## Task directions
Output every line of the entries from the line containing "drop a point: the vertical banner" through the last, exactly, with no other content.

## Data shown

-*-*-

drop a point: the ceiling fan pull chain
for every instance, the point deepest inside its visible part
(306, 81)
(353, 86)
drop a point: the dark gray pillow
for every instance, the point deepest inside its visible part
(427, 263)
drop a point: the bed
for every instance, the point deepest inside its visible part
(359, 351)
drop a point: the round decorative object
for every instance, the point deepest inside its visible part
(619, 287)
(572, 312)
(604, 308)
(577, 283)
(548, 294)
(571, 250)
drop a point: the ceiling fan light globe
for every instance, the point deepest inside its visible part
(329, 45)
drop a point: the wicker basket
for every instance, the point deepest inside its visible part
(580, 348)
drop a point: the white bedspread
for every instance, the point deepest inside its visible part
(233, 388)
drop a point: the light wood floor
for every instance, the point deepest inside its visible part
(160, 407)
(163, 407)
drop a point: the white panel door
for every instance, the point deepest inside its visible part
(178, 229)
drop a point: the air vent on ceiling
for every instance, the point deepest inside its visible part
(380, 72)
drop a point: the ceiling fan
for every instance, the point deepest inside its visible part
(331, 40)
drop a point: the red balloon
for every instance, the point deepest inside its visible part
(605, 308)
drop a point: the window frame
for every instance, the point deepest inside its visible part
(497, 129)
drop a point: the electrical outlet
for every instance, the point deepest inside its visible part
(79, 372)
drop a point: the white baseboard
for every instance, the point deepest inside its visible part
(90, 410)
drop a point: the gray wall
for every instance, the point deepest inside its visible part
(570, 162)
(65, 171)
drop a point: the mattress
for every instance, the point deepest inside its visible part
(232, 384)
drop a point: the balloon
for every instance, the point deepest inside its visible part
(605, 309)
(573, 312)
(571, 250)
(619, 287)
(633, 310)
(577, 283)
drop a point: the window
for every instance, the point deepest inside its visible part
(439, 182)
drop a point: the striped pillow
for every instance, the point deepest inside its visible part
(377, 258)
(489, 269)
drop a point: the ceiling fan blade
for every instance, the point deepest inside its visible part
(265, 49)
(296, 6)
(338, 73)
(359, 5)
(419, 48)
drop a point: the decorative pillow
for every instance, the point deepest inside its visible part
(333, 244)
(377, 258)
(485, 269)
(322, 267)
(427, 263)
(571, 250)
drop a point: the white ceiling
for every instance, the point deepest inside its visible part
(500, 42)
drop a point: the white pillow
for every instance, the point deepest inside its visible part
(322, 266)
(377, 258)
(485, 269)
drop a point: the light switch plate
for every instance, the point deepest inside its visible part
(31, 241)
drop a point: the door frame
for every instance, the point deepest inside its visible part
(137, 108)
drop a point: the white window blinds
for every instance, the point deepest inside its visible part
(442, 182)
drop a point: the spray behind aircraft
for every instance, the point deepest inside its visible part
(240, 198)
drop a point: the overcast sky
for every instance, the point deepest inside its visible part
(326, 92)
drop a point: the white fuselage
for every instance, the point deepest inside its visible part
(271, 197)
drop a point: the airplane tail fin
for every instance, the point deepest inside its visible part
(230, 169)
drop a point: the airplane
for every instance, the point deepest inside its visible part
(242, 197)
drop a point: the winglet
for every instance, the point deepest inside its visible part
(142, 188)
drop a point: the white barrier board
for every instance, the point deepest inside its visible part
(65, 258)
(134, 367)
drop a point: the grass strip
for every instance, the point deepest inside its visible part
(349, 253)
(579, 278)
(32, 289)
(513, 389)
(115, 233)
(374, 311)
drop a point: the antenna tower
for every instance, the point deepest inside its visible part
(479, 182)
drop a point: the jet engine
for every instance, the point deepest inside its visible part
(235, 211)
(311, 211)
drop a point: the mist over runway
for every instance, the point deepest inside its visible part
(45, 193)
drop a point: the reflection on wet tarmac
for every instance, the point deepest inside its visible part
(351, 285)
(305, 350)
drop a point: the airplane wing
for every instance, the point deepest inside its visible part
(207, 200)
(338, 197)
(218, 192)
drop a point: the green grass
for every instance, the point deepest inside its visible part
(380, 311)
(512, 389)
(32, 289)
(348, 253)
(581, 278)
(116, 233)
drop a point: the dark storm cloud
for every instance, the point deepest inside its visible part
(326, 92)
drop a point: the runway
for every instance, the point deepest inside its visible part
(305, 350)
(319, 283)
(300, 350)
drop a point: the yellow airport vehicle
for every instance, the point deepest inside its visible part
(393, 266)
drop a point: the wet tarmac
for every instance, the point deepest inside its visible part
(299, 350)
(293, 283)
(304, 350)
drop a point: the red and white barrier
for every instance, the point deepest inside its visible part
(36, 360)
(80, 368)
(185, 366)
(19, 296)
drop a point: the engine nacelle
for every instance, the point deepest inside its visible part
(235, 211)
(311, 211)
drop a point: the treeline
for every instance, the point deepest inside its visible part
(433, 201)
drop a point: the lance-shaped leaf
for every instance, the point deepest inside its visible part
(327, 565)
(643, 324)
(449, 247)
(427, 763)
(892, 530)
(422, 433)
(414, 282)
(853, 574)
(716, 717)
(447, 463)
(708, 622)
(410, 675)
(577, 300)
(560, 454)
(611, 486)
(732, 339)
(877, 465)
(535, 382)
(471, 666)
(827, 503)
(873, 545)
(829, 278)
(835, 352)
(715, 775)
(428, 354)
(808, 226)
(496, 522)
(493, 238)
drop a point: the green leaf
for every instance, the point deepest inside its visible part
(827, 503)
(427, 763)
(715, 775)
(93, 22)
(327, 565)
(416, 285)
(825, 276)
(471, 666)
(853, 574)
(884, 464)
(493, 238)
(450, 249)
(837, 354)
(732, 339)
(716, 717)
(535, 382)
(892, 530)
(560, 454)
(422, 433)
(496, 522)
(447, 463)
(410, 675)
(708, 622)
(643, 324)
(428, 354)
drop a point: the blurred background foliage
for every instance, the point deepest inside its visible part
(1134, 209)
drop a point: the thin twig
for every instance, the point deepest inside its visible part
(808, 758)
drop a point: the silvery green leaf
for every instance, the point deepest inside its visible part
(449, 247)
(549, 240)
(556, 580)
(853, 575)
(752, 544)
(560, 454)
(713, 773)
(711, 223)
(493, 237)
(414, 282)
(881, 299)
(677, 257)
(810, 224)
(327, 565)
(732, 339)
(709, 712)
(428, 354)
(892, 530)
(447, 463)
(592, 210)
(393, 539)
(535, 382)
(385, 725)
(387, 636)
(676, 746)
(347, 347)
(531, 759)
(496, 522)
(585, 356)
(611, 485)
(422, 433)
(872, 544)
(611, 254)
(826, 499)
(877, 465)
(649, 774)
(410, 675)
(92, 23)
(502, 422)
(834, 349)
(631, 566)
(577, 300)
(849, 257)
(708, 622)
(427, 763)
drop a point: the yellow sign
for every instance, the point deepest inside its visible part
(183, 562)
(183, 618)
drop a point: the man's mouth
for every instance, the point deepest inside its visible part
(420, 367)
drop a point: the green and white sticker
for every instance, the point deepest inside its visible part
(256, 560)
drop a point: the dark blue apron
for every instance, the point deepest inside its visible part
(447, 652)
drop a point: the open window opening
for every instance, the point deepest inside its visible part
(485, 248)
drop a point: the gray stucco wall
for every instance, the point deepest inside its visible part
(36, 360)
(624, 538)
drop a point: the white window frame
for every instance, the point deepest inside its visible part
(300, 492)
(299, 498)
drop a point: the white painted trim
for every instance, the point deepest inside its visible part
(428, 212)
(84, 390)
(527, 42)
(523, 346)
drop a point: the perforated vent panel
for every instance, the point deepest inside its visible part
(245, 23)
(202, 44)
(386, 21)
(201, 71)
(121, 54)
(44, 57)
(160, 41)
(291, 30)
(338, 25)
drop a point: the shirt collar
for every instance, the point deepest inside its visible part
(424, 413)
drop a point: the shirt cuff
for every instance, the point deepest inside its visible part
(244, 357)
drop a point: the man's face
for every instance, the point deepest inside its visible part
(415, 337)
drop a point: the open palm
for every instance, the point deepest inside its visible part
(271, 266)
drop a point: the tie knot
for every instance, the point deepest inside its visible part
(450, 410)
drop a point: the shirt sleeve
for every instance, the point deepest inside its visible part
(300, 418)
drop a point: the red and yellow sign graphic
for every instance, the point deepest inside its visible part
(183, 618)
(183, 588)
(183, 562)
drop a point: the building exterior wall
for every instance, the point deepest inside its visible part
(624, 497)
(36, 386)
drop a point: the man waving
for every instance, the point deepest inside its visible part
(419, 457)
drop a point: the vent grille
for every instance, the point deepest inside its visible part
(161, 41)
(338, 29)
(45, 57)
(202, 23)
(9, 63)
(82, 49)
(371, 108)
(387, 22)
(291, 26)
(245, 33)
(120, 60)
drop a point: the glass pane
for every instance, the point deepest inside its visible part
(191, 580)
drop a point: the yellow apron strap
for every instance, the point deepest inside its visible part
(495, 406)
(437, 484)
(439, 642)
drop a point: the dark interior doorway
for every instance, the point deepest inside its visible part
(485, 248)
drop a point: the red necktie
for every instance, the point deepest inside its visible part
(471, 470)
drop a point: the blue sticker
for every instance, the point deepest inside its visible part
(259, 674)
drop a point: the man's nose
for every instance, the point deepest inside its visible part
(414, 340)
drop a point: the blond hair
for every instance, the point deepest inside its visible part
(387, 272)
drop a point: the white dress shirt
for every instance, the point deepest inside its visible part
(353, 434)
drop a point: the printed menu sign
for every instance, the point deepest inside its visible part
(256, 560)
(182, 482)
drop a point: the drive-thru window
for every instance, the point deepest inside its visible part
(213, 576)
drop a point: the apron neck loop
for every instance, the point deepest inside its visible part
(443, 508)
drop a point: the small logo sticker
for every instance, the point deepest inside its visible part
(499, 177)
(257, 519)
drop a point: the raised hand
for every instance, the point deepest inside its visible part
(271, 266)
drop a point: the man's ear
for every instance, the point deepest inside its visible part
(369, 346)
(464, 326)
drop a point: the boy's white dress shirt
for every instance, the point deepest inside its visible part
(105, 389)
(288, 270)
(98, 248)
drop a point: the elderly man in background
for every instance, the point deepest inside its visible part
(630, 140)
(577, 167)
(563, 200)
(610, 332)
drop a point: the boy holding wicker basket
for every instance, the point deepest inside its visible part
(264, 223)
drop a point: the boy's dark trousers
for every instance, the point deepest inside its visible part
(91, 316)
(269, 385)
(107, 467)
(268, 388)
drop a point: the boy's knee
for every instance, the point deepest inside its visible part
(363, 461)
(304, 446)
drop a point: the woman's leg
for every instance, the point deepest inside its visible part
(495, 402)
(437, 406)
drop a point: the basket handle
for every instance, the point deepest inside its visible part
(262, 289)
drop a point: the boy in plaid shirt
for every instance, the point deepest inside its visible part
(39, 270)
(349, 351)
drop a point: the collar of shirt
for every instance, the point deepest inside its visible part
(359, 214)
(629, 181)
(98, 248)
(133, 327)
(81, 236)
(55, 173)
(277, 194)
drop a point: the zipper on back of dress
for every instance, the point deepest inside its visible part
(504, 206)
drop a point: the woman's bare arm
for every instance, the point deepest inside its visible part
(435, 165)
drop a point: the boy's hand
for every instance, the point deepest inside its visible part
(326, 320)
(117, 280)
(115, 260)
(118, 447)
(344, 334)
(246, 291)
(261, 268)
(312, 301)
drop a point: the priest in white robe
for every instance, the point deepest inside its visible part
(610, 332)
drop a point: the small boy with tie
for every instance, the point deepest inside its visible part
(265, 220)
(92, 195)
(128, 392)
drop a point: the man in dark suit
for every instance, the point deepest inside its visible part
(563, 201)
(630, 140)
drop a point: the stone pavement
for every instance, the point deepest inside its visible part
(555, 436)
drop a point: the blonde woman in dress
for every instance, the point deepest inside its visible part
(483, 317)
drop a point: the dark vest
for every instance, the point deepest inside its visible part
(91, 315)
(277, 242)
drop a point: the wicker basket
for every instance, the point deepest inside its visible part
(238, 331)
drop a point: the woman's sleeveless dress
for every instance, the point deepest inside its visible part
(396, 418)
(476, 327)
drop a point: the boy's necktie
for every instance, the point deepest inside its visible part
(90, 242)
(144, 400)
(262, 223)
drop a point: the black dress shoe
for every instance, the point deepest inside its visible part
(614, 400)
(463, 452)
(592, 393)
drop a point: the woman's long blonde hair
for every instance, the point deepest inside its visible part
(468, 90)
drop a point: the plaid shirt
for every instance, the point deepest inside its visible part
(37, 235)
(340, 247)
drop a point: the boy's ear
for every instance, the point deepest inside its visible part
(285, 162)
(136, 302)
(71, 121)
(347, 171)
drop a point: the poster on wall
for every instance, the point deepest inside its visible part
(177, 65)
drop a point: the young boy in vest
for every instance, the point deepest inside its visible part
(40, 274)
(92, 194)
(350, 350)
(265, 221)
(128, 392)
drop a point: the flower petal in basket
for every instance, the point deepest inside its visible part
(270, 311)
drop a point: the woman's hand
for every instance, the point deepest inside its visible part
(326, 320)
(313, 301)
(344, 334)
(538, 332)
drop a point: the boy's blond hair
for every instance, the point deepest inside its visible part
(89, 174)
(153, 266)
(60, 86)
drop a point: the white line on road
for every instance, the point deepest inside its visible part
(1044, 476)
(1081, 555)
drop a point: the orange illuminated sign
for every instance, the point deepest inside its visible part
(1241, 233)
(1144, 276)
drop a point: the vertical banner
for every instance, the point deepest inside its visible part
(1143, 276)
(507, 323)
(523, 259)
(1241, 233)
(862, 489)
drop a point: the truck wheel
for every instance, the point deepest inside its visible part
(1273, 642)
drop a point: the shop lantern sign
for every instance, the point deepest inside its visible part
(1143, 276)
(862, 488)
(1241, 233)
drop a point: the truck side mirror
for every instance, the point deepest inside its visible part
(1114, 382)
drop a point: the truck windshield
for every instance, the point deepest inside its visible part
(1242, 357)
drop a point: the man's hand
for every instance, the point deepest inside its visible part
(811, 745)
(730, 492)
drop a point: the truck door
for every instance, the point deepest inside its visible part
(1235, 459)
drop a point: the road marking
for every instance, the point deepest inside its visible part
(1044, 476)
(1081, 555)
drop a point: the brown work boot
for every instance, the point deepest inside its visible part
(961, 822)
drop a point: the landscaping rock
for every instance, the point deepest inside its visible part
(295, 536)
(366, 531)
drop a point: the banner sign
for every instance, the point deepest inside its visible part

-*-*-

## Solution to the problem
drop a point: the vertical banner
for every instance, the point deepest inside its visible part
(1143, 276)
(507, 323)
(523, 259)
(1241, 233)
(862, 489)
drop a point: the truck wheel
for every instance, the point deepest inside its visible part
(1273, 642)
drop a point: the shop lantern sign
for every instance, the point deepest inside its visible part
(1143, 276)
(862, 488)
(1241, 233)
drop a point: the truck side mirror
for every instance, the point deepest inside its visible part
(1114, 382)
drop a point: the truck windshield
for every instance, the point deepest inside its visible part
(1242, 357)
drop a point: the man's hand
for every instance, the point deepest inside its visible part
(811, 745)
(730, 492)
drop a point: the truck door
for every instance, the point deepest inside its visible part
(1235, 459)
drop a point: the road marking
for every instance, the point deepest inside its visible part
(1044, 476)
(1081, 555)
drop a point: the brown work boot
for every instance, the point deepest inside its visible part
(961, 822)
drop a point: the landscaping rock
for every instance, the point deepest inside its visible part
(295, 536)
(366, 531)
drop a point: the banner sign
for every instance, the point deepest inside its visible part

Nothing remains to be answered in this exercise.